» Exercise description: Will you transcribe the entries that follow, exactly and in full?

» Provided data:

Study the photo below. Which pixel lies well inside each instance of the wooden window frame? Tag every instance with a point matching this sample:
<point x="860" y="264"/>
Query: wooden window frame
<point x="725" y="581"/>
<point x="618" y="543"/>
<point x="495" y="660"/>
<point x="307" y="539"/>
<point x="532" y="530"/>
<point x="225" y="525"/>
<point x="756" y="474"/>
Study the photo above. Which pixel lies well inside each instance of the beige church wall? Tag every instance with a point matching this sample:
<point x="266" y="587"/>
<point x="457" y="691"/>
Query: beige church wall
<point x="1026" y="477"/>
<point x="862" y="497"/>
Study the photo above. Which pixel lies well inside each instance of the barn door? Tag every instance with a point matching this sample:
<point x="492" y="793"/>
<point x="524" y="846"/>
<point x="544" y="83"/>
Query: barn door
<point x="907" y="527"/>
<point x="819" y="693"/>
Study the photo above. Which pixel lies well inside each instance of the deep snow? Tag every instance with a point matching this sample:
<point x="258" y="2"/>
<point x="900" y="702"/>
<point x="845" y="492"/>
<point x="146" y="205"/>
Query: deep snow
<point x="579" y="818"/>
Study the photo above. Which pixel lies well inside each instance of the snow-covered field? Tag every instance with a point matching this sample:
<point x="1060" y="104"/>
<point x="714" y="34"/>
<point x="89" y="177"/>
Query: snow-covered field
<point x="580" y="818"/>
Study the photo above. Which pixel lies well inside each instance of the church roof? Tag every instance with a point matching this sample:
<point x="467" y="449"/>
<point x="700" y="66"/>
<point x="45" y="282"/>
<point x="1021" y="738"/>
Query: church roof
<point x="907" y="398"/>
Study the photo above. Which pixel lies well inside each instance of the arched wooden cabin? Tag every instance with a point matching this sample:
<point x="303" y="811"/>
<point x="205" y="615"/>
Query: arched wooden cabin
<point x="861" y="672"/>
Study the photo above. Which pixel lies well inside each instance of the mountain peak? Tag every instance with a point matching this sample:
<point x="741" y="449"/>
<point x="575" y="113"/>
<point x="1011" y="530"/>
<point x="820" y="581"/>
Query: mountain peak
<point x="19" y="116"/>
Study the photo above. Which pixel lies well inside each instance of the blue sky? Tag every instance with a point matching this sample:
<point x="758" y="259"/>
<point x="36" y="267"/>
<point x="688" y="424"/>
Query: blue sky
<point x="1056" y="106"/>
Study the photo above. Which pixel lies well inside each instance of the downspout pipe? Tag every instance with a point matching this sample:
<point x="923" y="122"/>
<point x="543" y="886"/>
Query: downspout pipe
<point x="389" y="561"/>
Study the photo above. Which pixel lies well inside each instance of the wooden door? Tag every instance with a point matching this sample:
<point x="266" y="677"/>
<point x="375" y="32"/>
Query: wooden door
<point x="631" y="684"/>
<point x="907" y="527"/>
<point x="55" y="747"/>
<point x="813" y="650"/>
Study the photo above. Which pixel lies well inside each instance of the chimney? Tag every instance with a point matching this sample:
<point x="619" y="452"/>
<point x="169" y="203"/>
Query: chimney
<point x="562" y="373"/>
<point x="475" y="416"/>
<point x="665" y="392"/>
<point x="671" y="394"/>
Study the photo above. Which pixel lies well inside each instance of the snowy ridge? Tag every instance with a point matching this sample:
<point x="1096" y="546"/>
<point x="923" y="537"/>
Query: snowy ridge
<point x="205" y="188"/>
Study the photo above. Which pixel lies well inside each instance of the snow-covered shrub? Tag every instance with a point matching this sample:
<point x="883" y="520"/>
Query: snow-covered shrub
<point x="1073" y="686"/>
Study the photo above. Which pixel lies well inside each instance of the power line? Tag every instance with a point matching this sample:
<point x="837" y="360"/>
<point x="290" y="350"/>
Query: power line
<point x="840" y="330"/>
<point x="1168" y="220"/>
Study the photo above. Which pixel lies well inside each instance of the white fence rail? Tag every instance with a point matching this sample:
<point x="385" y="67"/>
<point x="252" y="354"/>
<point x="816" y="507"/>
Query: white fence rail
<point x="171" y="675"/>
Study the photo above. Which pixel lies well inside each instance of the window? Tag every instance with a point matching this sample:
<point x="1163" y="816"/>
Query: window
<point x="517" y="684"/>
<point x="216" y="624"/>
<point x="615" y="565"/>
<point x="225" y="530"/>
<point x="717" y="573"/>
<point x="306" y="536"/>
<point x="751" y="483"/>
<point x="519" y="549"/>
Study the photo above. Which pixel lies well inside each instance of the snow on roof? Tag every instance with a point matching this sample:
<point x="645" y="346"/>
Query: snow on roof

» Output:
Study the photo below. Which pixel lies well inside each instance of the wooden window frame? Tag every instance with a point matching this sample:
<point x="860" y="264"/>
Query: wooden window frame
<point x="725" y="581"/>
<point x="618" y="543"/>
<point x="495" y="660"/>
<point x="307" y="539"/>
<point x="532" y="530"/>
<point x="225" y="525"/>
<point x="756" y="474"/>
Study the photo above. Which pixel lies well inside each instance of the beige church wall? Tag every instance with a point matching this sample:
<point x="266" y="587"/>
<point x="457" y="691"/>
Query: beige church wall
<point x="1026" y="477"/>
<point x="862" y="497"/>
Study the photo above. Which pixel lies well inside each instance of the barn door? Tag every instance with a point matching this sample:
<point x="492" y="793"/>
<point x="524" y="846"/>
<point x="544" y="83"/>
Query: barn door
<point x="907" y="527"/>
<point x="819" y="693"/>
Study the photo above. Which pixel lies well inside each instance of the deep snow? Tag every instance with a point matching this sample:
<point x="258" y="2"/>
<point x="900" y="702"/>
<point x="845" y="492"/>
<point x="146" y="205"/>
Query: deep snow
<point x="579" y="818"/>
Study the photo above. Which pixel lies well inside each instance of the snow-covered field? Tag every instance with a point matching this sample:
<point x="1060" y="104"/>
<point x="714" y="34"/>
<point x="89" y="177"/>
Query: snow-covered field
<point x="580" y="818"/>
Study the photo above. Which pixel lies well inside each instance of the church roof? Tag every instance with a point matching this sample:
<point x="467" y="449"/>
<point x="700" y="66"/>
<point x="45" y="282"/>
<point x="1021" y="738"/>
Query: church roof
<point x="907" y="398"/>
Study the photo above. Which pixel lies well inside each instance of the arched wooden cabin? Tag every instance with a point matching this sample:
<point x="303" y="811"/>
<point x="205" y="615"/>
Query: arched wooden cabin
<point x="861" y="672"/>
Study the photo above. Which pixel lies well inside each instance of the mountain peak? Tag every instance with a point matching this sample:
<point x="741" y="449"/>
<point x="575" y="113"/>
<point x="1011" y="530"/>
<point x="820" y="581"/>
Query: mountain peak
<point x="19" y="116"/>
Study the photo above. Which pixel lies well inside each instance of the blue sky? Tag every instance with a point matching this sample:
<point x="758" y="259"/>
<point x="36" y="267"/>
<point x="688" y="424"/>
Query: blue sky
<point x="1056" y="106"/>
Study the photo above. Which pixel lies well inside each instance of the downspout pipe? Tag every instance with a point matching this sample:
<point x="923" y="122"/>
<point x="543" y="886"/>
Query: downspout pipe
<point x="389" y="561"/>
Study the photo above. Which pixel lies well inside each instance of the wooden door? Tag every instance with a point matching this sample:
<point x="266" y="677"/>
<point x="375" y="32"/>
Query: wooden door
<point x="631" y="684"/>
<point x="907" y="527"/>
<point x="55" y="747"/>
<point x="813" y="650"/>
Study the photo above. Which pixel lies well inside each instance of the chimney? Tag every instance with a point matching this sample:
<point x="619" y="452"/>
<point x="169" y="203"/>
Query: chimney
<point x="562" y="373"/>
<point x="475" y="416"/>
<point x="665" y="392"/>
<point x="671" y="394"/>
Study the photo above. Which pixel lies well inside each instance of the snowy ridge? Tag every instance with a point matching this sample:
<point x="1096" y="546"/>
<point x="923" y="537"/>
Query: snowy ridge
<point x="205" y="188"/>
Study the photo above. Which pixel lies well inside each instance of the snow-covered shrub? Tag every instance with a point matching this sample:
<point x="883" y="520"/>
Query: snow-covered shrub
<point x="1073" y="686"/>
Study the photo above. Which pixel lies well inside each instance of the power line? Tag every instance with a point matching this sample:
<point x="837" y="360"/>
<point x="290" y="350"/>
Query: power line
<point x="840" y="330"/>
<point x="1168" y="220"/>
Study the photo above. Which pixel lies well inside each instance of the white fence rail? Tag every instance with a point matching this sample:
<point x="385" y="67"/>
<point x="252" y="354"/>
<point x="816" y="507"/>
Query: white fence rail
<point x="171" y="675"/>
Study the photo above. Which pixel lies well inside each instance of the window? Tag every instance with a point matching this sample:
<point x="1163" y="816"/>
Query: window
<point x="517" y="684"/>
<point x="216" y="624"/>
<point x="615" y="565"/>
<point x="225" y="530"/>
<point x="717" y="573"/>
<point x="306" y="536"/>
<point x="751" y="483"/>
<point x="519" y="549"/>
Study the photo above. Which pixel lies well inside each instance of the snow on roof? Tag every instance with a point matching this sample:
<point x="645" y="346"/>
Query: snow on roof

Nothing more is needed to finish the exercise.